Labeled-object pointing entries:
========================================

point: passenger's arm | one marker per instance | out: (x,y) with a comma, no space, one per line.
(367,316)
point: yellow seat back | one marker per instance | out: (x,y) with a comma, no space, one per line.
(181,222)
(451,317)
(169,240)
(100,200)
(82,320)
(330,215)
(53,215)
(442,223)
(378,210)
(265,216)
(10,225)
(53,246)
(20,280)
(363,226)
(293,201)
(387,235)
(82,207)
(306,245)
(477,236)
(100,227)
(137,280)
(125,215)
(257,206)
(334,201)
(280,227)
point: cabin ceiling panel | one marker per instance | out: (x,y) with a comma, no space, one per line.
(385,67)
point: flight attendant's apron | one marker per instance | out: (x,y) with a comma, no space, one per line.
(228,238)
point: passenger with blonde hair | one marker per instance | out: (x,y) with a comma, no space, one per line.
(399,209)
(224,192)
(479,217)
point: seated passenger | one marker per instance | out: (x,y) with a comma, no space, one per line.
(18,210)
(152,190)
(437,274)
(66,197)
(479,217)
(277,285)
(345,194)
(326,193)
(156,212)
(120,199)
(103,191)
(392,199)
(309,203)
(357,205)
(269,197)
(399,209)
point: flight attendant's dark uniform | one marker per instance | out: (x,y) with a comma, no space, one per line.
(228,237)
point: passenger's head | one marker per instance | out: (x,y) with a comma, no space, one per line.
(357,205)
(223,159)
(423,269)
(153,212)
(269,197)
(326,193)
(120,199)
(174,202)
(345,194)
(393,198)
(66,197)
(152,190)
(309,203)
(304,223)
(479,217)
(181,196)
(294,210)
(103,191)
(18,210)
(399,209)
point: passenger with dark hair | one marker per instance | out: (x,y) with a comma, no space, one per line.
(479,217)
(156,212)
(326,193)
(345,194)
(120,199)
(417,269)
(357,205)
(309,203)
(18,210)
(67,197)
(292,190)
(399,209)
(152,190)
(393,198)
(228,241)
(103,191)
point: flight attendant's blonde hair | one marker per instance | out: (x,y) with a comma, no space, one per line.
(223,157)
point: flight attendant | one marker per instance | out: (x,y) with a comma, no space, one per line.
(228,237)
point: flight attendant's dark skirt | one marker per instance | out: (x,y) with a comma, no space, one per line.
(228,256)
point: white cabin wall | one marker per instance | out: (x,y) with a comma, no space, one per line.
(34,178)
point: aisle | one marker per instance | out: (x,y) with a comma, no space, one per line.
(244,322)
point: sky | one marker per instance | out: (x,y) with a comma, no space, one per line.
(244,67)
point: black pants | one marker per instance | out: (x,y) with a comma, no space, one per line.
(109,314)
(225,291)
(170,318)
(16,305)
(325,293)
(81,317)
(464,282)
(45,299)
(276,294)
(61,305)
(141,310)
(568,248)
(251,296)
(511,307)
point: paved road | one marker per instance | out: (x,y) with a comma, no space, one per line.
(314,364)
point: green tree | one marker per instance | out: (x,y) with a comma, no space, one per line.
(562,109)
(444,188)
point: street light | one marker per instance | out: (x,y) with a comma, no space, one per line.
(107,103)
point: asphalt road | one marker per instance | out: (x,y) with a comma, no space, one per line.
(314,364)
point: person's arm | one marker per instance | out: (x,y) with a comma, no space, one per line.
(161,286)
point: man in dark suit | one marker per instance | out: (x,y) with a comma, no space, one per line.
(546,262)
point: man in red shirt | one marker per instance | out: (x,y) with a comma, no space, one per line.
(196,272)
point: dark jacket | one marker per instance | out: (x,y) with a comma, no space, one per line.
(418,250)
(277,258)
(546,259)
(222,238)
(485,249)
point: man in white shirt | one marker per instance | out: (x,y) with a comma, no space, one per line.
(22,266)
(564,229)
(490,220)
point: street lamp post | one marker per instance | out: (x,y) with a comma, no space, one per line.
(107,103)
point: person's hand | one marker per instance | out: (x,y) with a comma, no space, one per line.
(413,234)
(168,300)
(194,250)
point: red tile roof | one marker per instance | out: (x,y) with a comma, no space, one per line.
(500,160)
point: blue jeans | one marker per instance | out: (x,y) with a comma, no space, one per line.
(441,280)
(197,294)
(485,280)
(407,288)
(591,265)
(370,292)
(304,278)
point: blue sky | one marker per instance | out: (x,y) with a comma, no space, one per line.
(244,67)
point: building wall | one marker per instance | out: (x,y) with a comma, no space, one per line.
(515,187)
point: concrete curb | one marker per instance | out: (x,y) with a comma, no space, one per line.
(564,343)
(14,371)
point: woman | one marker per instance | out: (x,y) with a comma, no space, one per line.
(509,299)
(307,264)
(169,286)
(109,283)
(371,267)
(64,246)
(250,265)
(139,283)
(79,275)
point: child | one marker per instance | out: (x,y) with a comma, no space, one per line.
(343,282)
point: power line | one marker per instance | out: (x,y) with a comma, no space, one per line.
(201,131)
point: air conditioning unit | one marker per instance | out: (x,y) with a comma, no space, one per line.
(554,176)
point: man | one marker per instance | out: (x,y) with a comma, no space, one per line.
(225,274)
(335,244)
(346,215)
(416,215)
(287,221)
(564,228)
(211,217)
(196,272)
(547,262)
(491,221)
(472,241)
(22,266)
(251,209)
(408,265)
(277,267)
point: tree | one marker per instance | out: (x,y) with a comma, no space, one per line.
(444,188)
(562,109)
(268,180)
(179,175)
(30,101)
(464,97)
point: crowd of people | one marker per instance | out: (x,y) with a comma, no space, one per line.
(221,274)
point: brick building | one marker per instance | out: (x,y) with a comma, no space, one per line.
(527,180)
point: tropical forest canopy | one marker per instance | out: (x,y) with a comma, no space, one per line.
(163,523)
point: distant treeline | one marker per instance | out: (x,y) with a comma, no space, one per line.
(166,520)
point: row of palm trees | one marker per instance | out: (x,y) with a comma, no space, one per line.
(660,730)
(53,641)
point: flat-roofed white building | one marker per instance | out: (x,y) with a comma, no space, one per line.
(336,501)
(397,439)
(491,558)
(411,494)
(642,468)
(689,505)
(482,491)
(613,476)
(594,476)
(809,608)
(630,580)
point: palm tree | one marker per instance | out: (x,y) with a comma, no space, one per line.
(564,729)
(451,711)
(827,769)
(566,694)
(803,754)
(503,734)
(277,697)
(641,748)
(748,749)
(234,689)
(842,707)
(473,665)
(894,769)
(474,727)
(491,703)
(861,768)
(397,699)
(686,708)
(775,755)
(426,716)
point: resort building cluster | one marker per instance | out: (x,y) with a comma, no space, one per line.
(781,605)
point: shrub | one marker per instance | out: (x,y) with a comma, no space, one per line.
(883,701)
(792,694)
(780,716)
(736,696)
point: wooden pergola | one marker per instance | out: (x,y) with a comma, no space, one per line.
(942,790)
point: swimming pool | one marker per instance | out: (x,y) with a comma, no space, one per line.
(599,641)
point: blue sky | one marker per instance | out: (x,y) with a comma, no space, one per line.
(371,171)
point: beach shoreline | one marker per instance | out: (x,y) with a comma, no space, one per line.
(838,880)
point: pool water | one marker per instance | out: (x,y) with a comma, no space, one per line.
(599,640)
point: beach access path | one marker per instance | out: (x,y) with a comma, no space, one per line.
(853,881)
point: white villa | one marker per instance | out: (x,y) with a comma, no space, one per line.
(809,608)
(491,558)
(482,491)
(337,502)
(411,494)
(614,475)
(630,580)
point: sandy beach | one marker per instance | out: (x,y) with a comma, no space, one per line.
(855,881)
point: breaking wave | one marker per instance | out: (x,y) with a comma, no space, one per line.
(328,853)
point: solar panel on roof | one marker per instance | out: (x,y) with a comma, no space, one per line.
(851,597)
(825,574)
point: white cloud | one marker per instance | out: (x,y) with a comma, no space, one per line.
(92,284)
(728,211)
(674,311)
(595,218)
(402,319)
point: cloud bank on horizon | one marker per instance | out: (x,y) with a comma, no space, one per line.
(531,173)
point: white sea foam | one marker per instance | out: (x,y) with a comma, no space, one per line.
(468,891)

========================================

#### WHAT TO WORK ON:
Output the lines from the one containing "point: beach shoreline" through the end of the records, exactly as they appear, with both ends included.

#### ANSWER TO THIS PROBLEM:
point: beach shoreline | one marker per instance | out: (x,y) with a comma, no space, one per line.
(838,880)
point: pool water | one marker per instance | out: (x,y) with a comma, no space, one per line.
(599,640)
point: beach access path | one marker per instance | out: (x,y) with a comma, no space, one per line.
(853,881)
point: white villa | one marker per instance | out: (x,y) with a comma, no space, one per line.
(809,608)
(491,558)
(482,491)
(337,502)
(411,494)
(614,475)
(630,580)
point: sandy beach | one marker per instance | out: (x,y) with a comma, no space, one per line.
(855,881)
point: breaking wave | one marker per instance | out: (x,y) with a comma, no space, one per line.
(328,853)
point: solar panel on roof | one marker per instance | out: (x,y) with a comma, no space, one per line.
(851,597)
(825,574)
point: white cloud | one marker per instance | out: (x,y) with a comma, no space, one per line.
(92,284)
(728,211)
(674,311)
(595,218)
(402,319)
point: cloud bank on horizon | one marker per instance | out: (x,y) with a comma, no space, one per line.
(531,173)
point: white sea foam | one marker per instance | out: (x,y) with a comma, no space, one per line.
(468,891)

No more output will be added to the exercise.